**Tugas Anda:**
a) Untuk setiap pernyataan berikut, tentukan apakah isinya sesuai dengan blok teks. Jawab ya atau tidak, lalu kutip kata-kata dari teks yang menjadi penentunya. (i) Syaifudin pernah menjadi mandor Desa Babakan Pari selama 15 tahun. (ii) Menurut Syaifudin, sumur sedalam belasan meter kini pasti mengeluarkan air. (iii) Syaifudin ikut menuding pabrik air minum sebagai penyebab menyusutnya volume air.
b) Menurut blok teks, apa yang segera dilakukan Syaifudin begitu azan zuhur terdengar dari musala?

**Blok Teks:**
======

Air Mata di Pusat Mata Air

Sumber:Koran Tempo - 21 Maret 2010
Kategori:Hari Air Sedunia 2010

Begitu azan zuhur berkumandang dari sebuah musala, Syaifudin, 64 tahun, langsung meletakkan cangkulnya. "Saya mau mandi dulu, mumpung air sedang melimpah," kata warga RT 03/05 Kampung Kuta, Desa Babakan Pari, itu saat ditemui Tempo, Kamis lalu. Tumpukan pucuk daun singkong yang baru dipetik ia gendong di pinggangnya.

Di sepanjang perjalanan menuju ke rumahnya, ia bercerita seputar kondisi lingkungan Babakan Pari dan Cidahu, Sukabumi. Sebagian sawah di daerah itu, kata Syaifudin, yang pernah selama 15 tahun menjadi mandor Desa Babakan Pari, sudah banyak berubah menjadi ladang palawija. Penyebabnya, pasokan air dari waktu ke waktu dirasakan terus berkurang, apalagi saat musim kemarau.

"Dulu mah sumur yang cuma 7 meter masih bisa keluar air. Sekarang, biar belasan meter, tak ada jaminan," ujarnya. "Makanya, mumpung masih musim banyak air, saya rajin mandi," kata Syaifudin.

Banyak orang yang menuding kehadiran pabrik-pabrik air minum, seperti Aqua-Danone dan Alto, sebagai biang kerok menyusutnya volume air di daerah itu. Tapi Syaifudin merasa tak perlu ikut-ikutan menuding. "Pamali, ah," ujarnya.

======

**Item yang Diberikan:**
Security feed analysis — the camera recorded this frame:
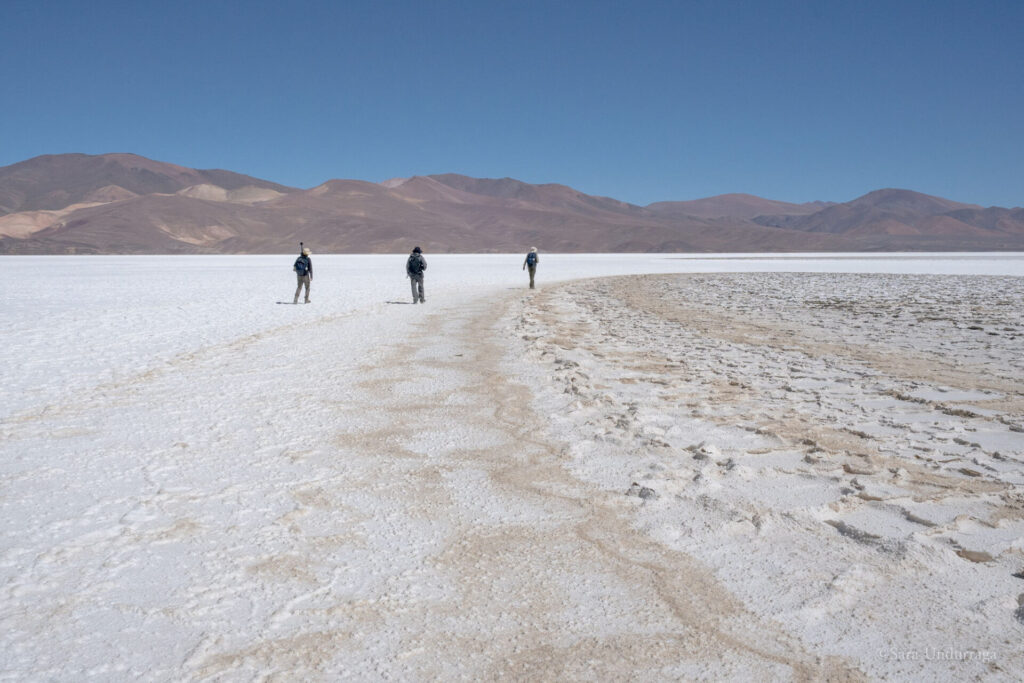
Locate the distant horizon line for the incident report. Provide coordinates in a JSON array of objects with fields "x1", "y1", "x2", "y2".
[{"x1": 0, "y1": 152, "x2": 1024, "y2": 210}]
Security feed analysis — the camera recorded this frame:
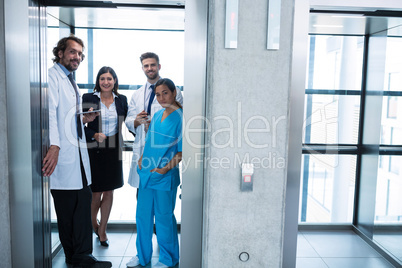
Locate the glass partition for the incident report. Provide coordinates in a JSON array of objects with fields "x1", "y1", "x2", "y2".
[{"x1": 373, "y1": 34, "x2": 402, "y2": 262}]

======

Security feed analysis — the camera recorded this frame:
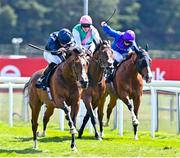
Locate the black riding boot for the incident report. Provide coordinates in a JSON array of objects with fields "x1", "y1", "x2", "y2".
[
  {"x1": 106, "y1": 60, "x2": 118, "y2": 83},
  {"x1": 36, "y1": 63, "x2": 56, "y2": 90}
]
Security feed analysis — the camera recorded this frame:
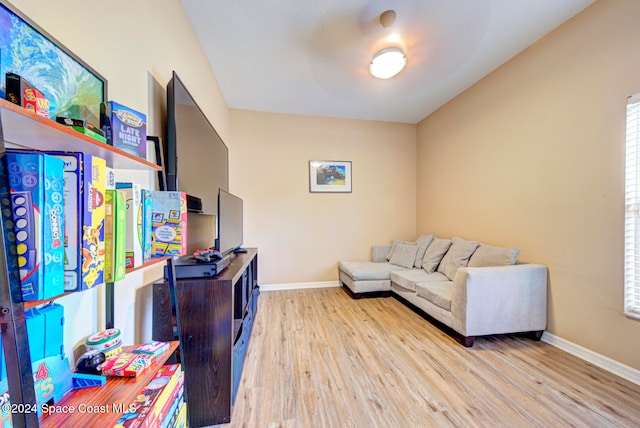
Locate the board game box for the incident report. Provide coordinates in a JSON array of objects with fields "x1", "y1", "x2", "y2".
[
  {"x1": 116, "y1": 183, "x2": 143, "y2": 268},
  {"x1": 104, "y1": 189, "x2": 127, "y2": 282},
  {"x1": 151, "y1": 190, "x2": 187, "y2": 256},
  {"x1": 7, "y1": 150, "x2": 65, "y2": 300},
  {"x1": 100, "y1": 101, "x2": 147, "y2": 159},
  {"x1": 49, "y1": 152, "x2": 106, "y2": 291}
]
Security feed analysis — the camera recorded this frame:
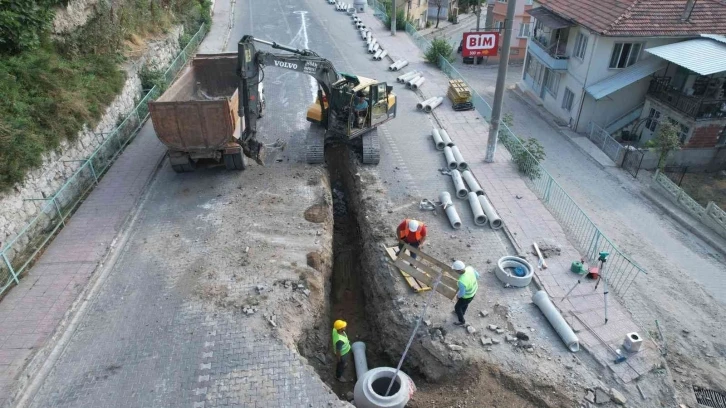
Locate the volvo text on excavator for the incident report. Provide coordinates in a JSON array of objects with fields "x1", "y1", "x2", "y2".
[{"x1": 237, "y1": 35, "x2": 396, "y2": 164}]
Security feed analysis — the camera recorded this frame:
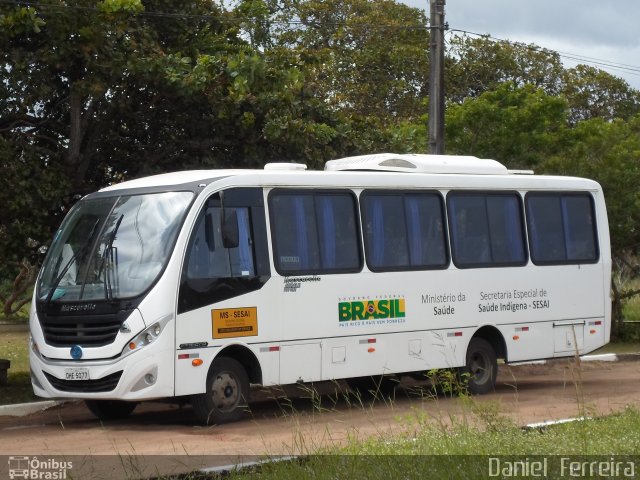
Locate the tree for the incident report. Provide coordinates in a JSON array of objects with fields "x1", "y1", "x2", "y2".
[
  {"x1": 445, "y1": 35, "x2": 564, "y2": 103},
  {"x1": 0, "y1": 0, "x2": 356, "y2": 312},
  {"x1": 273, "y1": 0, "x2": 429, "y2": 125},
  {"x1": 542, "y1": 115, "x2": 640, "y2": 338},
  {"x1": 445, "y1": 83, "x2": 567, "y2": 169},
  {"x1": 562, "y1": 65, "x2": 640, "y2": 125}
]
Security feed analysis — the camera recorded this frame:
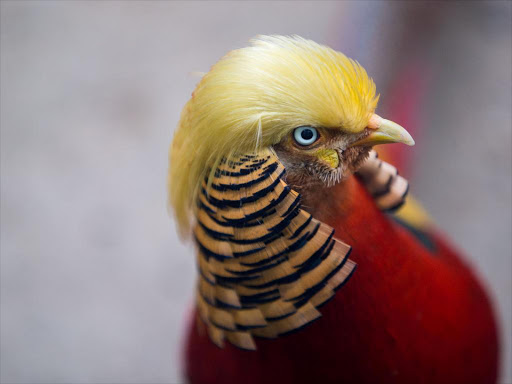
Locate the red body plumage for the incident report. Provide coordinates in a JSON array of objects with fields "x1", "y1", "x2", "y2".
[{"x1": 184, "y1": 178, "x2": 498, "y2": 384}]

======

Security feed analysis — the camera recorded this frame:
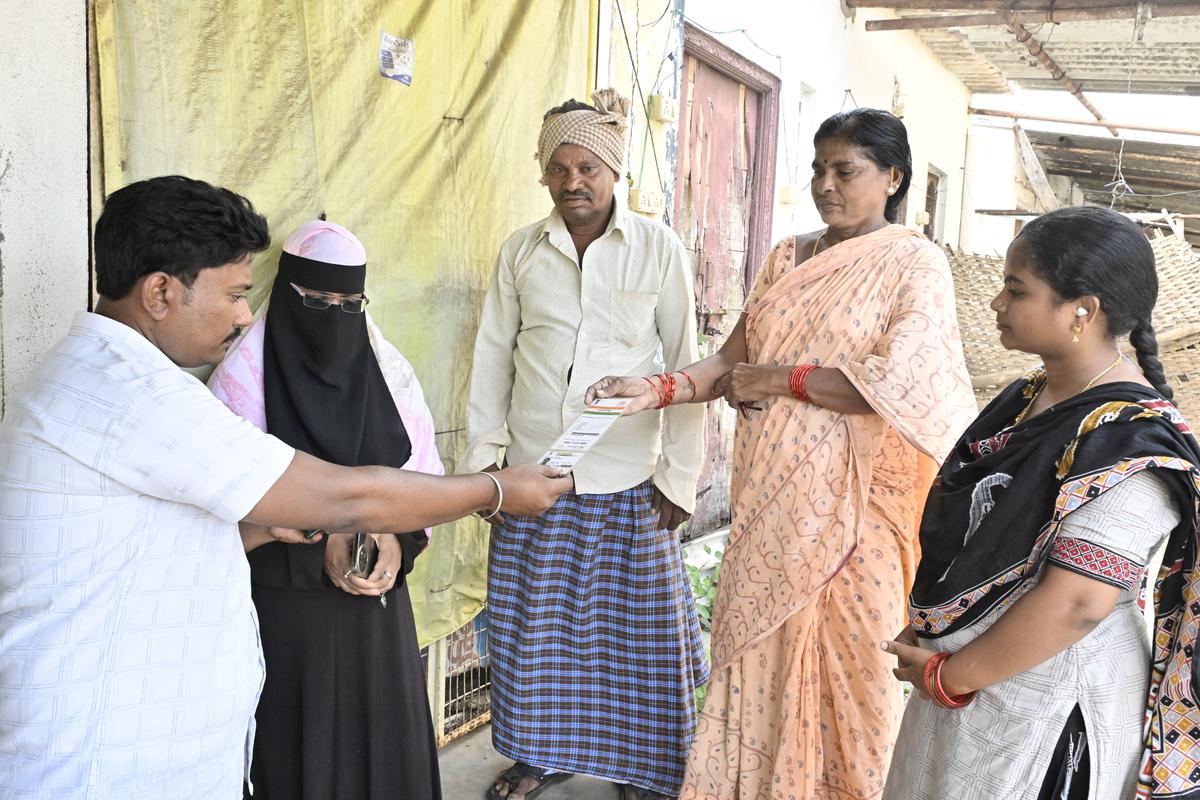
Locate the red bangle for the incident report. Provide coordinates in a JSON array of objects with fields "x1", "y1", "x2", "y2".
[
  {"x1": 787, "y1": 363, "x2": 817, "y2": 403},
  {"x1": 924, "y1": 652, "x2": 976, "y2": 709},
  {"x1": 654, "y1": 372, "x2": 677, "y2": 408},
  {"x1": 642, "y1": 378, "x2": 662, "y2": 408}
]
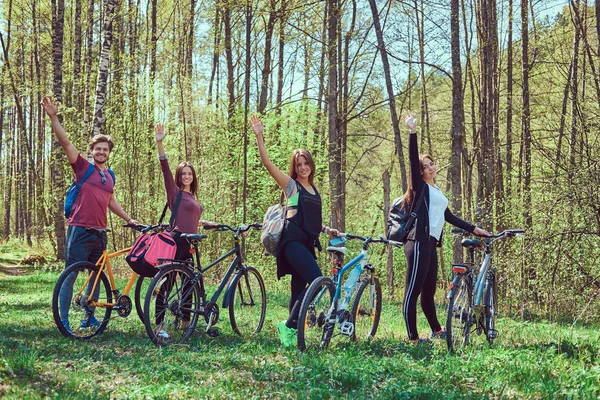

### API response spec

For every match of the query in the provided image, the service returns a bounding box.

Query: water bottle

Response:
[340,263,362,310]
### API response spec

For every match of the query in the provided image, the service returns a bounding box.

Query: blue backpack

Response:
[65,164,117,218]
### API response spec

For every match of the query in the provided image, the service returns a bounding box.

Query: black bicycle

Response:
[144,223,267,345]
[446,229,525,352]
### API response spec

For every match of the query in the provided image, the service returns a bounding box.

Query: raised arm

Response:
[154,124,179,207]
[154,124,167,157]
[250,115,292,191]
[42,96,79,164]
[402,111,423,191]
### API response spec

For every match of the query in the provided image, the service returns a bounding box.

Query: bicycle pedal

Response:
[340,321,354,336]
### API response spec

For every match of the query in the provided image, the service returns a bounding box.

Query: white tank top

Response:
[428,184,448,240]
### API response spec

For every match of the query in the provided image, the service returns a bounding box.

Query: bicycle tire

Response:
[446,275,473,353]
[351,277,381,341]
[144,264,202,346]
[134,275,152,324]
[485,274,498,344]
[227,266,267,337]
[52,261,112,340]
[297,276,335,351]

======

**Kunci Jawaban:**
a)
(i) Ya: "yang pernah selama 15 tahun menjadi mandor Desa Babakan Pari"
(ii) Tidak: "Sekarang, biar belasan meter, tak ada jaminan"
(iii) Tidak: "Tapi Syaifudin merasa tak perlu ikut-ikutan menuding."

b) Ia langsung meletakkan cangkulnya.